▸ Photo labels with boxes:
* * *
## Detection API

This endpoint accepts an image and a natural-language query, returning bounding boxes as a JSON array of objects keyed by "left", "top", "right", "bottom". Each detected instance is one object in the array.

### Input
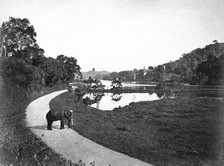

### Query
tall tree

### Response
[{"left": 2, "top": 17, "right": 43, "bottom": 64}]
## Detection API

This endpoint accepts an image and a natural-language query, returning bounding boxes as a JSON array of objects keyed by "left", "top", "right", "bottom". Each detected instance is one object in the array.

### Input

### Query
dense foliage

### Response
[
  {"left": 103, "top": 41, "right": 224, "bottom": 85},
  {"left": 0, "top": 17, "right": 81, "bottom": 95}
]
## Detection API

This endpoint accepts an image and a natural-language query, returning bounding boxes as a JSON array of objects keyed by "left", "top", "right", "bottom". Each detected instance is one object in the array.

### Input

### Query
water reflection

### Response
[
  {"left": 111, "top": 93, "right": 123, "bottom": 101},
  {"left": 83, "top": 93, "right": 160, "bottom": 110}
]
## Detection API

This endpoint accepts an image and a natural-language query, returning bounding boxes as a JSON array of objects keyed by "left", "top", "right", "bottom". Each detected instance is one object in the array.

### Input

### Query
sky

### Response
[{"left": 0, "top": 0, "right": 224, "bottom": 72}]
* * *
▸ Problem to work on:
Write out all of the data above again, offsetting every bounding-box coordinate by 24, and leave the pictures out.

▸ Response:
## Detection API

This endpoint accepts an image and a natural-language query, returning bounding boxes as a JSON array of objects keyed by "left", "top", "right", "bottom". Each detected instance is one object in the array.

### Input

### Query
tall tree

### Response
[{"left": 26, "top": 41, "right": 67, "bottom": 88}]
## Detection API

This endpoint accepts an image and a natural-language query, returning bounding boxes as a JSON array of objects keyed by "left", "top", "right", "bottom". Each detected instance is one object in the array.

### Input

### Query
dense foliage

### Response
[
  {"left": 127, "top": 65, "right": 248, "bottom": 109},
  {"left": 24, "top": 41, "right": 105, "bottom": 119}
]
## Detection API

This endpoint accepts an image and a natural-language query, returning bounding boxes as a JSON array of objects keyed by "left", "top", "right", "bottom". Each detected instance is one object in the array.

### Input

### Query
water reflection

### Response
[
  {"left": 135, "top": 117, "right": 147, "bottom": 125},
  {"left": 107, "top": 117, "right": 184, "bottom": 134}
]
## Detection API

This endpoint accepts an image and a natural-language query, returning bounding boxes as a JSON array of objects keyed by "left", "top", "right", "bottom". Each detected instance is one object in the array.

### Input

### Query
sky

### Response
[{"left": 24, "top": 24, "right": 248, "bottom": 96}]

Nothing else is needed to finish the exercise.